### Selected text
Hello Guys,
This blog is part three of eight part series of porting your RDBMS database to a NO-SQL wide column key value pair database. For introduction or part zero you can click here.
Well the question arises, why in topic Part One Sample Use Cases, I have provided the stored procedures. The stored procedures here give us the output that has to be reported. When we learned software engineering in our colleges or institutes we were told to start with the output. The output drives the input and hence the data model too. With more experience we started created data models that can be future proof. What I mean is we started adding fields which are not used currently but we think might make sense in future. NoSQL data model some what tries to restrict us with that thinking. Anyways, the stored procedures, are generally used to generate the reports are being analyzed here to generate the data model and later on the input.
Also note, NoSQL and other non-RDBMS databases the data is more modeled as De-Normalized data. As the joins are more costly, denormalization helps in improving performance. But denormalization on the other hand produces redundancy and data duplication and hence consumes lots of space. If more importance has to be given to performance and resource availability is not an issue then redundancy and data duplication becomes irrelevant. In this blog we will discuss more about data modeling. How the data is stored is out of scope of this series. For that you can refer to respective NoSQL data storage technique.
With the stored procedures in the part one we could think of only two data models:
- Multiple Column Families
- Multiple Tables
Multiple Column Families: The Mapr-DB wide column key value pair database allows to define multiple column families in a single table. For Cassandra it is called as Super Column Family or composite columns. I can imagine the key value pair in following way:
Many NoSQL databases like HBase are optimized to handle two to three column families. But after confirmation with MAPR PS guys, Mapr-DB can handle more number of column families. Anyways we can leave that discussion to debate on later.
Now lets see what the first table with multiple column looks like:
CustomerOrder Table:
Few things to note here:
- The data here is denormalized into different column families
- Column family names are just one letters. Smaller the best. Mapr-DB and HBase stores column family name with every column so smaller the better, so name consumes lesser space.
- ItemCount is stored in O (Order) Column Family. That saves us aggregation over OrderDetails table.
- Fetch list of customer payments
- Fetch customer orders
- Fetch customer order summary
- Total discounts applied by discount codes
- Tableau connectivity
CustomerDetails Table:
The CustomerDetails table will provide us data for 'Fetch list of customers' use case.
OrderDetails Table:
The OrderDetails table does not have any use case to provide data for but we have to store the data.
ItemDetails Table:
Finally ItemDetails table provides us data for 'Fetch last item status' use case. The ID column family holds all the aggregated values that are required for fetch last item status use case.

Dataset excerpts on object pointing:
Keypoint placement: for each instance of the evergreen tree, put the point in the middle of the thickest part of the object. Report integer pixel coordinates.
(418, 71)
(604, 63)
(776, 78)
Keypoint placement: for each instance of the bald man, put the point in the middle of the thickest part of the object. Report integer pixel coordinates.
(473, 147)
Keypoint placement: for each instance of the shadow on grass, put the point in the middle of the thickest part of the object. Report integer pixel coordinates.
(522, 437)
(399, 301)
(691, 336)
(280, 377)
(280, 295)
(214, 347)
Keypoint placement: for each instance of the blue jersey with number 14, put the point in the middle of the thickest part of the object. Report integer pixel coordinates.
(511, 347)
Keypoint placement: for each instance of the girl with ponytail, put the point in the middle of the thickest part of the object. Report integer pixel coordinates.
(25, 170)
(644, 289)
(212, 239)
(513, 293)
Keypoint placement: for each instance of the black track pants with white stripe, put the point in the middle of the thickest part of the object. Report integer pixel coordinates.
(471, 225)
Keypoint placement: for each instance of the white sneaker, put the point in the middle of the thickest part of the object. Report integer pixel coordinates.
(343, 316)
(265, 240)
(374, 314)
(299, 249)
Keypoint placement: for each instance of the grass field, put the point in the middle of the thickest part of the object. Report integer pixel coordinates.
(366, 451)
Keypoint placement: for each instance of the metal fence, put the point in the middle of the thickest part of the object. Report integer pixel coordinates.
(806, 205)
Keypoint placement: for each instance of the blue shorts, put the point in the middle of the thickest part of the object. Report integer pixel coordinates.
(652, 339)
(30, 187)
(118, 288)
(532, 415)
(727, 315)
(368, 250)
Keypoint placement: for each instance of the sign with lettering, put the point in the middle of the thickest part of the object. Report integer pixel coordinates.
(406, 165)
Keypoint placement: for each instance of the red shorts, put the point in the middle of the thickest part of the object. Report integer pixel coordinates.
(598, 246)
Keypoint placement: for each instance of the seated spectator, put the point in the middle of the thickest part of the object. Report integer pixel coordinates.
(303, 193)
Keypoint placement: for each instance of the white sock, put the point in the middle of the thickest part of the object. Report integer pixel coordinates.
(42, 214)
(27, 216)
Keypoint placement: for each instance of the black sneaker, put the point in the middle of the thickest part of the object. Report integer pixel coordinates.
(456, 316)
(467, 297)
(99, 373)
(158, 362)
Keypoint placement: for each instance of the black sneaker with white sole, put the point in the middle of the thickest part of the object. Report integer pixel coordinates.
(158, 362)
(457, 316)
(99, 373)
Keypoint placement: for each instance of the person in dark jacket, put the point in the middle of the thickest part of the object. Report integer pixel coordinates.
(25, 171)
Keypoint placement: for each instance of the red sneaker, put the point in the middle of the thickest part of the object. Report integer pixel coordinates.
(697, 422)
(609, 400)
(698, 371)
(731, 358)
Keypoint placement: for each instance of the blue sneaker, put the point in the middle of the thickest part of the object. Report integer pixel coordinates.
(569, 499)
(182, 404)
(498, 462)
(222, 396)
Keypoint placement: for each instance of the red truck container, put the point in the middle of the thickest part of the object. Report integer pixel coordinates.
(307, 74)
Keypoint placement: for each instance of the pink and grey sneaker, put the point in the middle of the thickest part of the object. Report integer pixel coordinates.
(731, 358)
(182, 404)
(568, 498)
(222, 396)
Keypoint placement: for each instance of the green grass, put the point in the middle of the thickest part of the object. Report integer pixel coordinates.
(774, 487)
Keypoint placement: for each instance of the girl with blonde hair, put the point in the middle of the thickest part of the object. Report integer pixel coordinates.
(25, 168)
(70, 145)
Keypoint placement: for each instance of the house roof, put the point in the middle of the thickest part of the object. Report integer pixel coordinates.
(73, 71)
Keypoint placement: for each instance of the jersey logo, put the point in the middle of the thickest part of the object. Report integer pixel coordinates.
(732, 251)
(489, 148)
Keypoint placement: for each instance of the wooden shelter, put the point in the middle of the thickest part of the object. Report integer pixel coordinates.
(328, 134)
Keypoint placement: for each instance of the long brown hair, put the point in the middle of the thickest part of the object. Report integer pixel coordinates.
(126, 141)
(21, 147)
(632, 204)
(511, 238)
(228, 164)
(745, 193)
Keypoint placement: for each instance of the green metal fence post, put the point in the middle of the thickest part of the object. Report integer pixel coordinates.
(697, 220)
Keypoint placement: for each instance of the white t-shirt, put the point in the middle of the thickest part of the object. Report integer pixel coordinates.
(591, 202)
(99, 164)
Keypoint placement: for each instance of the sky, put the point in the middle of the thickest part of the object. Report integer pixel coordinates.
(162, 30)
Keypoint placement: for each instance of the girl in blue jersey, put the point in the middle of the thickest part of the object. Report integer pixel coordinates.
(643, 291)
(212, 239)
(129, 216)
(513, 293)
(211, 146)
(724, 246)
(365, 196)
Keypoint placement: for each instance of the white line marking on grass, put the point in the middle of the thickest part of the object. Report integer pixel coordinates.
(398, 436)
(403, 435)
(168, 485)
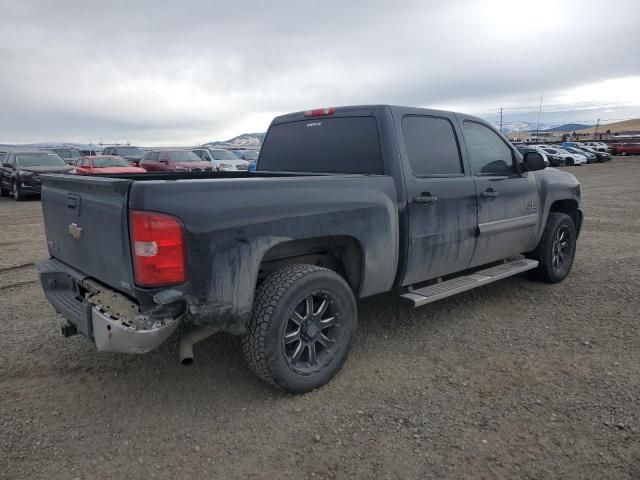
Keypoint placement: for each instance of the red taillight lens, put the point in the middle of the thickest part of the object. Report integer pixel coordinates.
(158, 246)
(320, 112)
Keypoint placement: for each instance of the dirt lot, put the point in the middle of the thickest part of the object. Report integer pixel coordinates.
(515, 380)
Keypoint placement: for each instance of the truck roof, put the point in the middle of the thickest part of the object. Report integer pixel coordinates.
(359, 110)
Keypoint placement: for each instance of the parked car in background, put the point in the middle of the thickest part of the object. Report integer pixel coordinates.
(132, 154)
(222, 160)
(568, 158)
(581, 147)
(554, 160)
(599, 146)
(177, 160)
(69, 155)
(626, 149)
(88, 152)
(591, 157)
(250, 156)
(524, 149)
(105, 164)
(20, 171)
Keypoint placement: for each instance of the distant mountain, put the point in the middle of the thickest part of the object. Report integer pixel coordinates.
(568, 127)
(246, 140)
(522, 126)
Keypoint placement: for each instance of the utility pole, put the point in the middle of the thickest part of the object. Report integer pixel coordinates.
(539, 113)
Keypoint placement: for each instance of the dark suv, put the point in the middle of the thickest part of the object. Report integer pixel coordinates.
(21, 169)
(132, 154)
(174, 161)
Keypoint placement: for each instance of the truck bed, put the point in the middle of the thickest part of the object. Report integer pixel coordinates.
(231, 220)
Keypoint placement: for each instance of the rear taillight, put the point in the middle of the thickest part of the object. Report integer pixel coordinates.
(159, 249)
(320, 112)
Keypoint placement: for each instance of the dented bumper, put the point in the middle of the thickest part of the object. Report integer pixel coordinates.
(111, 320)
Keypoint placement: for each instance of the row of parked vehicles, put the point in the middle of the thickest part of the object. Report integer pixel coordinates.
(570, 153)
(20, 168)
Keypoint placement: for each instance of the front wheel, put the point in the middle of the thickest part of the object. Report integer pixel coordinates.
(556, 250)
(302, 327)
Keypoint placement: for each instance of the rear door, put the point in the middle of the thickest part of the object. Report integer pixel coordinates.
(507, 201)
(441, 198)
(86, 226)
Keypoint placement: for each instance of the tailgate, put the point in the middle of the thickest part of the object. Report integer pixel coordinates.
(86, 224)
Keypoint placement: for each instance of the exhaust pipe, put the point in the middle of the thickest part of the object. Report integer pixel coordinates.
(187, 342)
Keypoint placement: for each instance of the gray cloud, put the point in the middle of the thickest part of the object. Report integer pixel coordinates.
(192, 71)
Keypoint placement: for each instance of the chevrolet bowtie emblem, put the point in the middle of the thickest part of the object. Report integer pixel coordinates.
(75, 231)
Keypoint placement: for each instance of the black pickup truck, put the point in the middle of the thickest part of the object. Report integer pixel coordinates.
(345, 203)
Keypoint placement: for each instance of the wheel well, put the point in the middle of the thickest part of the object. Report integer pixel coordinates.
(342, 254)
(570, 207)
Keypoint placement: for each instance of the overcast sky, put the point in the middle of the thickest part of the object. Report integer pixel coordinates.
(186, 72)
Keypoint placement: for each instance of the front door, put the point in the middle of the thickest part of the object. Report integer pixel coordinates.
(507, 201)
(440, 199)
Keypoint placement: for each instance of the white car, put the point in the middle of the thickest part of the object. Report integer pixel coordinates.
(568, 157)
(599, 146)
(222, 160)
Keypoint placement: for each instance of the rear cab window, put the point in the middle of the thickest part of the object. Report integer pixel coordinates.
(323, 145)
(432, 146)
(488, 153)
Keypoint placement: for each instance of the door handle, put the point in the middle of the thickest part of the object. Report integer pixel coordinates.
(425, 198)
(489, 193)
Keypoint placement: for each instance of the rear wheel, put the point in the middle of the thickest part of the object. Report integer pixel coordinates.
(556, 250)
(302, 327)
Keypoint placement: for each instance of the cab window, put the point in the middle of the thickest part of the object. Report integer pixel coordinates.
(488, 153)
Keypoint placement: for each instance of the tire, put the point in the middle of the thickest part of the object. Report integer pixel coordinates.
(278, 342)
(15, 192)
(555, 264)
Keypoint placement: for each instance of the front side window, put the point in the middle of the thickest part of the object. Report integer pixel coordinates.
(488, 154)
(431, 146)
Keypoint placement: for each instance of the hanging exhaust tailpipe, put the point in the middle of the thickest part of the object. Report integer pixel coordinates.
(187, 342)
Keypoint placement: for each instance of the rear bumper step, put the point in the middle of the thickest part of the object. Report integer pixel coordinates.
(441, 290)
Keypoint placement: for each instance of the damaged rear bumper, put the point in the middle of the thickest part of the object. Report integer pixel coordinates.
(111, 320)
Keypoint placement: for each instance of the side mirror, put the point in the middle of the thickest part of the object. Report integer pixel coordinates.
(533, 161)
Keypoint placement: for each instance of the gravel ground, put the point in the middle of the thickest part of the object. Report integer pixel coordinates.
(515, 380)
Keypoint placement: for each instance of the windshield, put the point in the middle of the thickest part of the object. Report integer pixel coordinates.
(134, 152)
(39, 160)
(222, 155)
(323, 145)
(101, 162)
(184, 156)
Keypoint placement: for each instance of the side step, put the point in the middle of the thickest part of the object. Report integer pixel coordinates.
(441, 290)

### Set of tasks
(A) Using the post on porting an RDBMS database to NoSQL, say whether each statement agrees with it, answering yes or no and quoting the deciding words: (i) Column family names are kept short so that they take up less space. (ii) The OrderDetails table supplies data for the 'Fetch customer orders' use case. (iii) ItemCount is stored in the ID column family.
(B) Rewrite the part of the records that opens with the line containing "Keypoint placement: for each instance of the hanging" and closes at the end of the records. Replace "thickest" with "widest" and leave everything else unchanged.

### Exercise results
(A)
(i) Yes: "Mapr-DB and HBase stores column family name with every column so smaller the better, so name consumes lesser space."
(ii) No: "The OrderDetails table does not have any use case to provide data for but we have to store the data."
(iii) No: "ItemCount is stored in O (Order) Column Family."

(B)
Keypoint placement: for each instance of the hanging exhaust tailpipe, put the point in the middle of the widest part of the object. Report integer pixel coordinates.
(187, 342)
Keypoint placement: for each instance of the rear bumper step, put the point in the middle of the widest part of the object. Report integer pixel coordinates.
(441, 290)
Keypoint placement: for each instance of the damaged rear bumper, put the point in the middle of the widest part of the object. Report integer pixel coordinates.
(111, 320)
Keypoint placement: for each instance of the side mirror, put the point in the middle of the widest part of the object. Report integer pixel coordinates.
(533, 161)
Keypoint placement: for each instance of the gravel ground, put the point in the middle of the widest part of the object. Report integer pixel coordinates.
(515, 380)
Keypoint placement: for each instance of the windshield, put the point in the middle of the widest part of the object. Report integer pixel coordinates.
(134, 152)
(39, 160)
(222, 155)
(323, 145)
(101, 162)
(184, 156)
Keypoint placement: for each instance of the side step, put the point in the middle of the widest part of the object. Report integer pixel coordinates.
(441, 290)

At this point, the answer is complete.